Un enorme tinglado coordinado por el conde mariscal de la corte, el duque de Norfolk, cabeza de la familia noble más rancia de las islas británicas que hasta hoy se ha mantenido fiel al catolicismo romano. El mismo que ha declarado que el funeral aspiraba “a unir a los pueblos a lo largo del planeta y a resonar con las gentes de todas las confesiones”. Una afirmación nada baladí que conecta con el claro interés del nuevo rey tanto por las distintas religiones como por un ecumenismo que se da la mano con su voluntad de compromiso con la idea de fraternidad, de ecología y de cuidado de la tierra.
El primer funeral de un rey de Inglaterra que se celebra en la abadía de Westminster desde el de Jorge II, allá por 1760, y toda una epifanía regia a la que no ha querido faltar ni tan siquiera ese otro soberano de regusto sacro que es el emperador Naruhito del Japón, a la cabeza de toda la cohorte de reyes y soberanos en ejercicio en Europa (España, Noruega, Dinamarca, Suecia, Bélgica, Holanda, Liechtenstein, Luxemburgo y Mónaco), reyes en otro tiempo reinantes como Simeón de Bulgaria y Constantino de Grecia, jefes de casas no reinantes como el príncipe Alejandro de Serbia y la princesa Margarita de Rumanía, y toda una larga ristra de reyes, sultanes y príncipes herederos de Jordania, Marruecos, Brunéi, Omán, Malasia, Lesoto, Tonga, Qatar, Arabia Saudí, Kuwait, Bután y los Emiratos Árabes Unidos. La realeza mundial, junto a las más altas representaciones políticas, ha dado su reconocimiento de facto a la monarquía entre las monarquías, en tiempos de recortes, perfiles bajos y escasa prosopopeya en el resto de las cortes europeas.
Pero la despedida de la reina también tiene una lectura en clave familiar, pues los Windsor han recibido en su casa a todos sus reales primos, hecho que recuerda cómo la realeza europea continúa, a pesar de sus cada vez mayores dificultades, siendo una gran familia unida por lazos fuertemente endogámicos. Un hecho que explica la lógica presencia en Westminster de don Juan Carlos, primo en tercer grado de la difunta, y de doña Sofía, que, paradójicamente, se convierte ahora en la pariente más cercana del rey Carlos III de entre todas las monarquías en pie. Y que también explica el peculiar protocolo de asientos en la nave de la abadía que, sin duda de forma intencionada, ha colocado a la gran tribu real europea por grupos familiares, hecho por el cual los cuatro reyes de España se han sentado juntos codo a codo al lado de sus muchos primos en distintos grados. Además de una clara muestra de apoyo a don Juan Carlos, siempre atento a su dignidad como exsoberano, que no quiso faltar al encuentro a pesar de las gruesas críticas que no van a faltar.

Instrucciones:
(a) Reescribe todo lo que va desde "Un enorme tinglado" hasta "de la tierra." en el texto de partida, sustituyendo "fraternidad" por "solidaridad".
(b) Vuelve a escribir, tal cual aparecen en el listado, todas las líneas que van desde la que contiene "In this exercise you will indicate the wall-mounted speaker" hasta la que contiene "[(984, 286), (975, 353)]", ambas incluidas.
El texto de partida y el listado no tienen ninguna relación entre sí.

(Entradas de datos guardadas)
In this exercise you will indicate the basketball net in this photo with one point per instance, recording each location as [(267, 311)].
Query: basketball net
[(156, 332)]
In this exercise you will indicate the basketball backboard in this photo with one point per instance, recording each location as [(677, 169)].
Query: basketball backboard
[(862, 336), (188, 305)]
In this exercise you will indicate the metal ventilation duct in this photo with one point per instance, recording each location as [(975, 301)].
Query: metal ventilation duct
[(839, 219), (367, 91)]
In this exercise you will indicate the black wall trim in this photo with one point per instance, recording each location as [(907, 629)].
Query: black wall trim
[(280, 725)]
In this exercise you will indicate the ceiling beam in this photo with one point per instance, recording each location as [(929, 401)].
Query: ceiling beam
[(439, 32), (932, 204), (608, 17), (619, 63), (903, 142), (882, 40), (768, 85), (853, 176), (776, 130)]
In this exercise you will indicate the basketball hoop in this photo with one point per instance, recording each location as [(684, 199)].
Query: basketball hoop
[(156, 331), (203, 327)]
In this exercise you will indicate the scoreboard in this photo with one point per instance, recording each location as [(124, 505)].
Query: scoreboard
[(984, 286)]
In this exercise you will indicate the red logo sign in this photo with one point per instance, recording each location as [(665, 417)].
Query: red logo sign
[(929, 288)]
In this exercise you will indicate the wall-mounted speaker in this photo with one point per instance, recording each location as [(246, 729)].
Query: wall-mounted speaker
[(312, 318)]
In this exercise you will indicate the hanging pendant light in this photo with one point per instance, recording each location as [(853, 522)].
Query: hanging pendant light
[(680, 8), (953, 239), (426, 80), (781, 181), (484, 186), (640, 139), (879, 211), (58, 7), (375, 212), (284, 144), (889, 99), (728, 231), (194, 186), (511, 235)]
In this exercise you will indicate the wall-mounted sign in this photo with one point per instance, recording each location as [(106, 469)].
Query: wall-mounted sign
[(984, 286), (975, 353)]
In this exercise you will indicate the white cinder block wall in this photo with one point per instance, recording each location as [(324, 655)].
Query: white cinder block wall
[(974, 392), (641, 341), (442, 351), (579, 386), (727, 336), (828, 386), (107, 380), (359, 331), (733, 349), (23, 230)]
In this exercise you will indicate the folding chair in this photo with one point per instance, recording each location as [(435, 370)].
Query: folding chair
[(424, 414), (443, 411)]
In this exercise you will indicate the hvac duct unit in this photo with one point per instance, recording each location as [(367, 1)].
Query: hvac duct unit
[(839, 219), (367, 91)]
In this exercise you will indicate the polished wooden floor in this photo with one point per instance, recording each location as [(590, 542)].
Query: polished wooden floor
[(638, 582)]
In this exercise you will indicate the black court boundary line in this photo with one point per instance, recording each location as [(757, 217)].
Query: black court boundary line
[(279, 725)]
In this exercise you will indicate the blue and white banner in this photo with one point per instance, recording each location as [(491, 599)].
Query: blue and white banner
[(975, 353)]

Soluciones completas:
(a)
Un enorme tinglado coordinado por el conde mariscal de la corte, el duque de Norfolk, cabeza de la familia noble más rancia de las islas británicas que hasta hoy se ha mantenido fiel al catolicismo romano. El mismo que ha declarado que el funeral aspiraba “a unir a los pueblos a lo largo del planeta y a resonar con las gentes de todas las confesiones”. Una afirmación nada baladí que conecta con el claro interés del nuevo rey tanto por las distintas religiones como por un ecumenismo que se da la mano con su voluntad de compromiso con la idea de solidaridad, de ecología y de cuidado de la tierra.

(b)
In this exercise you will indicate the wall-mounted speaker in this photo with one point per instance, recording each location as [(246, 729)].
Query: wall-mounted speaker
[(312, 318)]
In this exercise you will indicate the hanging pendant light in this photo with one point per instance, recording each location as [(853, 522)].
Query: hanging pendant light
[(680, 8), (953, 239), (426, 80), (781, 181), (484, 186), (640, 139), (879, 211), (58, 7), (375, 212), (284, 144), (889, 99), (728, 231), (194, 186), (511, 235)]
In this exercise you will indicate the wall-mounted sign in this photo with one point per instance, recording each location as [(106, 469)].
Query: wall-mounted sign
[(984, 286), (975, 353)]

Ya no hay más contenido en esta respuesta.